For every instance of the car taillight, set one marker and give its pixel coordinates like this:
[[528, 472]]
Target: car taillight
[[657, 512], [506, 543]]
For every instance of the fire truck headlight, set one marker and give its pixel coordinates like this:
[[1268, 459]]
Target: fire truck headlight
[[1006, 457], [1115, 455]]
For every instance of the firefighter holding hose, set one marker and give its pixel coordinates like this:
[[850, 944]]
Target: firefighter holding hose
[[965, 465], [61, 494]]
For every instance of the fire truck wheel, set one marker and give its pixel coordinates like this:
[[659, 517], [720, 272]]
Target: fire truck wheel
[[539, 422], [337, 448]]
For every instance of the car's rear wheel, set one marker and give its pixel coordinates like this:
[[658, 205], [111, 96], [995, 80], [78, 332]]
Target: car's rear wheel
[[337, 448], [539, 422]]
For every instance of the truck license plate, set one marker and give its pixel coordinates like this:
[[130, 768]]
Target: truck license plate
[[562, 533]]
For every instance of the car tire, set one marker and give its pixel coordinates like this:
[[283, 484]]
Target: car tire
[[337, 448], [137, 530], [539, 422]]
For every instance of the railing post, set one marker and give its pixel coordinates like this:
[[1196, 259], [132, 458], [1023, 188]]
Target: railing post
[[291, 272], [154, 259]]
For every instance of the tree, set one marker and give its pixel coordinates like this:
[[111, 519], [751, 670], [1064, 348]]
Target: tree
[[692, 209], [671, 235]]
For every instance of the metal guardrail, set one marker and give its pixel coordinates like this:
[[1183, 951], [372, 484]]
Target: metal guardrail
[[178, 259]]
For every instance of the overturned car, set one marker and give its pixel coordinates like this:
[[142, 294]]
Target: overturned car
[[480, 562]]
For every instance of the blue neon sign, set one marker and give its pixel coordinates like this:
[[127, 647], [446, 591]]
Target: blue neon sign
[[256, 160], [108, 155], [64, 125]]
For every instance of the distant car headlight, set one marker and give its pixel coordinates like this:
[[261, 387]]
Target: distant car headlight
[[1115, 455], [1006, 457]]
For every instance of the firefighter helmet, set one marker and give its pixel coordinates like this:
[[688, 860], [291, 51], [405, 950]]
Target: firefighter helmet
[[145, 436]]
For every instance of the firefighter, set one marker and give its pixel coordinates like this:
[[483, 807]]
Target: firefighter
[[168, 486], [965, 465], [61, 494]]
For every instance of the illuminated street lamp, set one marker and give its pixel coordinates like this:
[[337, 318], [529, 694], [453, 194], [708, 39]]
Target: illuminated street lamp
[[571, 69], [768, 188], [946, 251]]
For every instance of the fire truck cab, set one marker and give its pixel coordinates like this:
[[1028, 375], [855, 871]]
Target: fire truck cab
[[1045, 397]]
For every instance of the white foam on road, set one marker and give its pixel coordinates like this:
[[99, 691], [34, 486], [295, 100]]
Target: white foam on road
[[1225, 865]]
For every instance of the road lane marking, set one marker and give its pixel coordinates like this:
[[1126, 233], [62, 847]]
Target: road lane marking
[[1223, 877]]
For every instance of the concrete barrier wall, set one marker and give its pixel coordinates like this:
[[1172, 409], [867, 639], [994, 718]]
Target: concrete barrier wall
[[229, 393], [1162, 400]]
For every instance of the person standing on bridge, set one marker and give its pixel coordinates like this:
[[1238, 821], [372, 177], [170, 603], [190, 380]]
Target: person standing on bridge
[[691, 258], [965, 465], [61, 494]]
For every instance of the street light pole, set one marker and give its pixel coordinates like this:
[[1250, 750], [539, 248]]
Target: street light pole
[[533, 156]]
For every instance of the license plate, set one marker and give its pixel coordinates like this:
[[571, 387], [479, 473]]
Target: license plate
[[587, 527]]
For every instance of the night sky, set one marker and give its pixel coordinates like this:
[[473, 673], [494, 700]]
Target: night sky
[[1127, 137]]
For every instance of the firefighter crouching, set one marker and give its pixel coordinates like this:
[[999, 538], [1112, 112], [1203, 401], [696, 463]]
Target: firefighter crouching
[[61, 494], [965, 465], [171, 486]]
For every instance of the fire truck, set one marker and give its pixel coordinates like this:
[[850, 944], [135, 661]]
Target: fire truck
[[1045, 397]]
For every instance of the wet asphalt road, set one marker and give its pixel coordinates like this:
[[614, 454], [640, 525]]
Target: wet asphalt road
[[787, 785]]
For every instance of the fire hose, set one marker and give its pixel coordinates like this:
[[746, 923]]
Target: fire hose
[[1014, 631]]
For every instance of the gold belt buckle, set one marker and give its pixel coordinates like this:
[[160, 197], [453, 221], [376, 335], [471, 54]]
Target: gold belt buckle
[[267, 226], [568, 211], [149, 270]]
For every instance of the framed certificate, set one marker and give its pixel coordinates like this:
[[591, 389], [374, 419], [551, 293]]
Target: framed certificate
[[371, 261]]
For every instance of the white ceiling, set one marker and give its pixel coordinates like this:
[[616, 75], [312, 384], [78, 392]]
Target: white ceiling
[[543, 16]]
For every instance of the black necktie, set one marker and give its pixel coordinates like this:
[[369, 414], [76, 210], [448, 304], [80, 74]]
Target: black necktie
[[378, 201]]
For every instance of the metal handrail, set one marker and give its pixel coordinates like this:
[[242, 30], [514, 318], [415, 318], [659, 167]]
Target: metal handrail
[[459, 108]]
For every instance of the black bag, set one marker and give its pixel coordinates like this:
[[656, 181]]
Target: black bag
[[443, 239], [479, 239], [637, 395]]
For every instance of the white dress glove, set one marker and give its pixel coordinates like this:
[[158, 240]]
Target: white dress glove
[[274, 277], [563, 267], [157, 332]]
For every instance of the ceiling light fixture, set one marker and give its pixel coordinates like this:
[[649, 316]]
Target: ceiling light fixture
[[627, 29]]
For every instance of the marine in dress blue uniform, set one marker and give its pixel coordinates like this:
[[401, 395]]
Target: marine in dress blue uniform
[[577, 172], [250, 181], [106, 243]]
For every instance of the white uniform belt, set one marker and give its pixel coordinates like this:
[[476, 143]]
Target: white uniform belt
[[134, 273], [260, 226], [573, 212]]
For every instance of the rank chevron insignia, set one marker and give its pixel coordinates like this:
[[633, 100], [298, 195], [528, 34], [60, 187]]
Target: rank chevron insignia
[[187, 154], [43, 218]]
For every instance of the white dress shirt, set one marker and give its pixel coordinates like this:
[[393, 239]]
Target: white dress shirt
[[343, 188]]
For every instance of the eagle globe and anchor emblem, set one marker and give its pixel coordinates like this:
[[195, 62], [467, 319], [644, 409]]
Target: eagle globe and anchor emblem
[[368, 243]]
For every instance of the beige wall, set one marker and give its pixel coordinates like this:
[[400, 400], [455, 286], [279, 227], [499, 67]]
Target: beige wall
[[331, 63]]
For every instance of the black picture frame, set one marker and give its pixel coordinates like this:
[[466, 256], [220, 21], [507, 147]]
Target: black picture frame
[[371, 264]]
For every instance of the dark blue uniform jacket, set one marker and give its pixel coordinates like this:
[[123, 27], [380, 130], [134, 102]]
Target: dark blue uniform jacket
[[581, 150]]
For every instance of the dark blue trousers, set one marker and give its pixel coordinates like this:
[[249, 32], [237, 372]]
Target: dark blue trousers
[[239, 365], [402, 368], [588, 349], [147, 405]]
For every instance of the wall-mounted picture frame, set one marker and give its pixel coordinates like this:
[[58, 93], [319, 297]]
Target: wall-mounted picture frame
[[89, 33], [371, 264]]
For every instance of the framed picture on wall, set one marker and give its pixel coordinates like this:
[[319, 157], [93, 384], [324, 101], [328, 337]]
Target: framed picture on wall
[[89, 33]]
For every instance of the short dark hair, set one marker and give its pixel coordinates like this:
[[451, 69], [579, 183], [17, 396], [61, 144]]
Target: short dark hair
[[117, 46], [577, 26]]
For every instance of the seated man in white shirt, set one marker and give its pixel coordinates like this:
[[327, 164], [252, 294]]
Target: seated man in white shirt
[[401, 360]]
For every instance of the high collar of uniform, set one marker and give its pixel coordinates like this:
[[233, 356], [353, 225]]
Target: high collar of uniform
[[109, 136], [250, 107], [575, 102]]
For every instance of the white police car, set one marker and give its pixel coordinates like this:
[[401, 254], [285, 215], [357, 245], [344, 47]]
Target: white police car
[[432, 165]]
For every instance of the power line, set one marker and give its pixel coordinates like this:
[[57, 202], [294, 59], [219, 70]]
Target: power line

Instrução: Troque "railing post" por "fence post" nas entradas que vão da linha com "For every instance of the truck" até a linha com "[[291, 272], [154, 259]]", incluindo as duas, e escreva essas linhas de novo sem mudar mais nada.

Solução do exercício:
For every instance of the truck license plate, set one marker and give its pixel coordinates like this:
[[130, 768]]
Target: truck license plate
[[562, 533]]
For every instance of the car tire, set one marker and give its pixel coordinates like this:
[[283, 484]]
Target: car tire
[[337, 448], [137, 530], [539, 422]]
For every instance of the fence post, set one marker and give its pixel coordinates like this:
[[1196, 259], [132, 458], [1023, 188]]
Target: fence post
[[291, 272], [154, 259]]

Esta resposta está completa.